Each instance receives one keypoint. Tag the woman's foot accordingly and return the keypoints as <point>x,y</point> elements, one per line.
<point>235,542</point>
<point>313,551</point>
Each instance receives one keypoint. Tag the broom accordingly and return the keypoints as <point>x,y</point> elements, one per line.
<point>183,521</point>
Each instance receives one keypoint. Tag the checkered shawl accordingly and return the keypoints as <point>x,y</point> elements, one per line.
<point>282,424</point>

========

**Task objective**.
Scale every point coordinate in the answers of all the rows above by 1.15, rounding each result to a whole number with halves rounded up. Write out all the lines again, including the requests.

**Exercise answer**.
Each instance receives one keypoint. Tag the woman's foot accordingly and return the keypoints as <point>x,y</point> elements, one per line.
<point>270,623</point>
<point>360,634</point>
Each instance receives one keypoint. Tag the broom accordingly and return the keypoints as <point>x,y</point> elements, one per line.
<point>210,599</point>
Each instance receives one keypoint. Tag the checkered shawl accordingly and return the keypoints as <point>x,y</point> elements, one per line.
<point>324,488</point>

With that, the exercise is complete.